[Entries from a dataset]
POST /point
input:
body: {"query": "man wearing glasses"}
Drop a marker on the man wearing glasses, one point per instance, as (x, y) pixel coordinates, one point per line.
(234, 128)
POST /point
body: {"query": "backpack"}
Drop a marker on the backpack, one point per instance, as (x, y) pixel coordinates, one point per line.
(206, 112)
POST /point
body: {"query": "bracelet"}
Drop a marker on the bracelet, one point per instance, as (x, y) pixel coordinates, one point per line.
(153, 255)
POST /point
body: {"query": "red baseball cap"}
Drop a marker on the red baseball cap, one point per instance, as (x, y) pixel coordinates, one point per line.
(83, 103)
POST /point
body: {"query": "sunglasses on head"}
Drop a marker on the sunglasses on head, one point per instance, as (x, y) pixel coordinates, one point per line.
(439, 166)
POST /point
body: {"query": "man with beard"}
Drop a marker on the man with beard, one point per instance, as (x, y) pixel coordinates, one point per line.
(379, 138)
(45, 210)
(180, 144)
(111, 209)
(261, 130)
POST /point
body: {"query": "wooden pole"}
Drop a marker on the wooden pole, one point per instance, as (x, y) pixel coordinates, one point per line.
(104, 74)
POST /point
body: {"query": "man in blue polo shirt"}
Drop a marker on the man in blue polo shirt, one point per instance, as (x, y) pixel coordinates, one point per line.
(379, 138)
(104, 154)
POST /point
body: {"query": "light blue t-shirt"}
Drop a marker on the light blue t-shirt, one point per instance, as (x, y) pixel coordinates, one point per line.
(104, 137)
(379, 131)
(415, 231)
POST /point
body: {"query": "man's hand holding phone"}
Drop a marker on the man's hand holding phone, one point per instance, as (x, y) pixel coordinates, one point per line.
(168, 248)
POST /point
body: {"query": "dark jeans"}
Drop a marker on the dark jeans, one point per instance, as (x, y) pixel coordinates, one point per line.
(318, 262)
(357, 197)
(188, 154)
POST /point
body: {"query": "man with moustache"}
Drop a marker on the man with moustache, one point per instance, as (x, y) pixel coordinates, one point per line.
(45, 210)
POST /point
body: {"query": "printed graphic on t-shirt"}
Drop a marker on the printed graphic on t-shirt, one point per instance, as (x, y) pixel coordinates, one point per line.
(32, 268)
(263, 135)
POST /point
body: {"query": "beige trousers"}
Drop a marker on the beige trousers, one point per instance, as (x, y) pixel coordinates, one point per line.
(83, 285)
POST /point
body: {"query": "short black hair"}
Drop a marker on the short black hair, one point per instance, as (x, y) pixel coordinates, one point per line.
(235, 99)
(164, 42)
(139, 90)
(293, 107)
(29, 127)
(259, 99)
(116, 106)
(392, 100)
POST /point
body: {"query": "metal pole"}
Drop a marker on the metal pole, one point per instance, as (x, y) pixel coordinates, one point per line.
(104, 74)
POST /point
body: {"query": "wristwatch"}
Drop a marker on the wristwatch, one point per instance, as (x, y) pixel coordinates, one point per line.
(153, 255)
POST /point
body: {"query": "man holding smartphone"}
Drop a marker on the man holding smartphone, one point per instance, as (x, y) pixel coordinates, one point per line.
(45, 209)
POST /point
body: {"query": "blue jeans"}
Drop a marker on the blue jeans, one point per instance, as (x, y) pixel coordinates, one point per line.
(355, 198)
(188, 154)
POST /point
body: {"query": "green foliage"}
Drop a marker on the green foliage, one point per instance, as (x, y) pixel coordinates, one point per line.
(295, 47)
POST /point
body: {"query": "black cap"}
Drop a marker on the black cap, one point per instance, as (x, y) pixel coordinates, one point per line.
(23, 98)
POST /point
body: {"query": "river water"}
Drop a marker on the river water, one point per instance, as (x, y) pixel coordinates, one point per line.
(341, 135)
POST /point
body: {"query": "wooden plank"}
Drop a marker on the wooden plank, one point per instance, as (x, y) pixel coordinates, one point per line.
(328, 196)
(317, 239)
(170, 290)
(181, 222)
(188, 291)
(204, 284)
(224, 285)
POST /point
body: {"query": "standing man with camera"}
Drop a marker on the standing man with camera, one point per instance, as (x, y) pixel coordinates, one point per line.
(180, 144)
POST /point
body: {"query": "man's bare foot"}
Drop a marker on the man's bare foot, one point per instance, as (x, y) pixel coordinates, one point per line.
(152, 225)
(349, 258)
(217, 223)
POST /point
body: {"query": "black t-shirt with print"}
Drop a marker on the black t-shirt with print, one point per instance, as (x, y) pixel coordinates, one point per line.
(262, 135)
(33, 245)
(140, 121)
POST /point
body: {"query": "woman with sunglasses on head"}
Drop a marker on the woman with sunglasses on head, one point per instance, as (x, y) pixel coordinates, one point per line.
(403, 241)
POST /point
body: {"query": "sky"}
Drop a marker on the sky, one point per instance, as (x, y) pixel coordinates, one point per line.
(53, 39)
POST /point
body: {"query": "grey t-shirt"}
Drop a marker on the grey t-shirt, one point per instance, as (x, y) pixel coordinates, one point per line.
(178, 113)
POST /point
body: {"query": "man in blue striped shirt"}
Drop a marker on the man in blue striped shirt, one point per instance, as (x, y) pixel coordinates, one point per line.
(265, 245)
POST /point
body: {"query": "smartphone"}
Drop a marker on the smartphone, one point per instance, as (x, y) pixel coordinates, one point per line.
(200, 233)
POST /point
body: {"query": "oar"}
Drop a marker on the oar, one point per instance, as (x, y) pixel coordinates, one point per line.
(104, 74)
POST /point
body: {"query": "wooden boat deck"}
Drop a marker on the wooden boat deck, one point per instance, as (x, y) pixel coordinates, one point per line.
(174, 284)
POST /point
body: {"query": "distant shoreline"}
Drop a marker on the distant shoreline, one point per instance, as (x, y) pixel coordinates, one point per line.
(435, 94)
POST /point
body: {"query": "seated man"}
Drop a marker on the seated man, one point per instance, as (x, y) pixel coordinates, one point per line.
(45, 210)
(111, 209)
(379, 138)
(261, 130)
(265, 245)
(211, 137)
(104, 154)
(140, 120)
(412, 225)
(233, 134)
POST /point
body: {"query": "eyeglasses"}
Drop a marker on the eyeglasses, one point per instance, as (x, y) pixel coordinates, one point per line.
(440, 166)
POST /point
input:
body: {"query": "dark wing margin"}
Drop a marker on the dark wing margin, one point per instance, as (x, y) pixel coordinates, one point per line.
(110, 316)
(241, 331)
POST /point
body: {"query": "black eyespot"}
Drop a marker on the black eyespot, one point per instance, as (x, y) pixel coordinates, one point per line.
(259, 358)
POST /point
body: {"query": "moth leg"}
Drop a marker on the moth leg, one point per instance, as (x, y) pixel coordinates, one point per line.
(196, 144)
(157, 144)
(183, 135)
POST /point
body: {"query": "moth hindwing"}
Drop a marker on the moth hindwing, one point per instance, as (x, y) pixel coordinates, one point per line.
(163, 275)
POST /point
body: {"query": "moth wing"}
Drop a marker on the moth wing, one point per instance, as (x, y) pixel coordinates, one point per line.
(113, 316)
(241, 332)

▸ **WHAT YOU NEED TO DO**
Restate each of the entries above verbatim.

▸ **SOLUTION**
POST /point
input:
body: {"query": "man wearing glasses"}
Drop a marker on the man wearing glasses, one point per instance, as (x, y) pixel coordinates, one point per line.
(234, 128)
POST /point
body: {"query": "backpack"}
Drop a marker on the backpack, one point per instance, as (x, y) pixel coordinates, one point per line.
(206, 112)
POST /point
body: {"query": "bracelet"}
Drop a marker on the bracelet, one point per instance, as (x, y) pixel coordinates, one point per line.
(153, 255)
POST /point
body: {"query": "red baseball cap"}
Drop a marker on the red baseball cap, one point per instance, as (x, y) pixel coordinates, one point per line.
(83, 103)
POST /point
body: {"query": "sunglasses on head"}
Drop a marker on the sunglasses on head, one point per instance, as (x, y) pixel coordinates, one point per line.
(439, 166)
POST /point
body: {"query": "man with beard"}
Drop a marker on the man with beard, one point per instance, as (x, y) pixel coordinates, one point per line.
(379, 138)
(45, 210)
(180, 144)
(111, 209)
(261, 130)
POST /point
body: {"query": "wooden pole"}
Drop a marker on the wooden pole, one point per instance, as (x, y) pixel coordinates, one point per line.
(104, 74)
POST /point
body: {"query": "man in blue polo shirt"}
Drop a marker on the man in blue polo shirt, one point per instance, as (x, y) pixel coordinates, one point per line.
(379, 138)
(104, 154)
POST /point
body: {"query": "light blue t-shirt"}
Drop a marker on the light blue t-shirt, one point per instance, as (x, y) pixel coordinates, one point per line.
(104, 137)
(379, 131)
(415, 231)
POST /point
body: {"query": "man's hand holding phone"}
Drop a marker on the man's hand holding phone, one point per instance, as (x, y) pixel coordinates, one point per line.
(168, 248)
POST /point
body: {"query": "dark jeans"}
Drop a marker on the dark jeans, one point per instance, as (x, y) pixel coordinates, one point per line.
(318, 262)
(357, 197)
(188, 154)
POST /point
body: {"query": "man with moustache"}
Drop a marker on the man with moustache, one point per instance, as (x, y) pixel coordinates, one point per line.
(45, 210)
POST /point
body: {"query": "printed graphic on t-shirt"}
Drop a marker on the printed graphic on t-shirt, one point per instance, as (x, y) pixel coordinates, one point per line.
(32, 268)
(263, 135)
POST /point
body: {"query": "beige trousers"}
Drop a marker on the beige trousers, one point per instance, as (x, y) pixel coordinates, one point per line.
(83, 285)
POST /point
body: {"query": "short black hair"}
Drop a marker on the short black hair, one point per instance, as (x, y) pixel coordinates, one point per line.
(235, 99)
(164, 42)
(139, 90)
(293, 107)
(29, 127)
(259, 99)
(116, 106)
(392, 100)
POST /point
body: {"query": "metal pole"}
Drop a marker on the metal pole, one point per instance, as (x, y) pixel coordinates, one point per line.
(104, 74)
POST /point
body: {"query": "wristwatch"}
Drop a marker on the wristwatch, one point per instance, as (x, y) pixel coordinates, one point per line.
(153, 255)
POST /point
body: {"query": "man holding smartphone"}
Drop a marker on the man holding smartphone, one point per instance, as (x, y) pixel coordinates, one point per line.
(45, 209)
POST /point
body: {"query": "blue jeans"}
Drop a marker on the blue jeans, one point per instance, as (x, y) pixel coordinates, one point per line.
(355, 198)
(188, 154)
POST /point
body: {"query": "green foliage"}
Drop a marker on the green foliage, one point per instance, as (x, y) pixel coordinates, one point per line.
(295, 47)
POST /point
body: {"query": "black cap"}
Drop a marker on the black cap, one point per instance, as (x, y) pixel coordinates, one point per line.
(23, 98)
POST /point
body: {"query": "river water"}
Drop a marker on the river water, one point per instance, as (x, y) pixel coordinates, one point per line.
(341, 135)
POST /point
body: {"query": "wooden plank"}
Drop a marker on the wooden plank, one point per instance, as (x, y) pixel coordinates, one point per line.
(328, 196)
(317, 239)
(170, 290)
(181, 222)
(188, 291)
(204, 284)
(224, 285)
POST /point
body: {"query": "standing man with camera"}
Drop a marker on the standing man with camera, one point per instance, as (x, y) pixel coordinates, one point per line.
(180, 144)
POST /point
body: {"query": "man's bare foot"}
Drop a marker on the man's bare foot, one point per instance, as (x, y) pixel coordinates, one point per line.
(152, 225)
(349, 258)
(217, 223)
POST /point
body: {"query": "black t-shirt with print"}
Drop a marker on the black t-shirt with print, one point per instance, as (x, y) pixel coordinates, one point per line.
(262, 135)
(33, 245)
(140, 121)
POST /point
body: {"query": "woman with sunglasses on head"}
Drop a marker on the woman with sunglasses on head, one point per instance, as (x, y) pixel coordinates, one point per line.
(403, 241)
POST /point
body: {"query": "sky"}
Drop a marker on the sky, one point per instance, as (x, y) pixel coordinates, one point per line.
(53, 39)
POST /point
body: {"query": "grey t-shirt"}
Drop a marker on the grey t-shirt, one point per instance, as (x, y) pixel coordinates, one point per line.
(178, 113)
POST /point
body: {"query": "man in blue striped shirt"}
Drop a marker on the man in blue striped shirt, one point per instance, as (x, y) pixel coordinates, one point per line.
(265, 245)
POST /point
body: {"query": "smartphone"}
Drop a marker on the smartphone, one point per instance, as (x, y) pixel coordinates, one point per line.
(200, 233)
POST /point
body: {"query": "oar"}
Drop a marker on the oar, one point per instance, as (x, y) pixel coordinates, one point per line.
(104, 74)
POST /point
body: {"query": "wooden boat deck"}
Drop a marker on the wooden boat deck, one point per instance, as (x, y) pixel coordinates, one point per line.
(174, 284)
POST /point
body: {"query": "distant shoreline"}
Drop a marker on the distant shoreline, one point per instance, as (x, y) pixel coordinates, one point per line.
(435, 94)
POST /point
body: {"query": "seated man"}
Drop a marker on the seated man, one point per instance, as (x, y) pixel coordinates, one point per line.
(45, 210)
(111, 209)
(379, 138)
(261, 130)
(265, 245)
(211, 137)
(104, 154)
(140, 120)
(412, 225)
(233, 134)
POST /point
body: {"query": "eyeglasses"}
Drop a marker on the eyeglasses, one point per instance, as (x, y) pixel coordinates, one point per line.
(440, 166)
POST /point
input:
body: {"query": "dark wing margin"}
Drop a marker on the dark wing margin, one point per instance, as (x, y) pixel coordinates, one point per line.
(110, 316)
(241, 331)
POST /point
body: {"query": "black eyespot"}
Drop a marker on the black eyespot, one point per instance, as (x, y) pixel coordinates, one point per line.
(259, 358)
POST /point
body: {"query": "moth leg"}
Drop a marker on the moth leg, one point per instance, as (x, y) pixel coordinates, one point per line.
(196, 144)
(157, 144)
(183, 135)
POST /point
body: {"query": "moth hindwing"}
Drop a marker on the moth hindwing, one point per instance, as (x, y) pixel coordinates, one point per line.
(163, 275)
POST /point
body: {"query": "moth wing"}
Drop a marker on the moth wing, one point per instance, as (x, y) pixel coordinates, one point per line.
(113, 316)
(241, 332)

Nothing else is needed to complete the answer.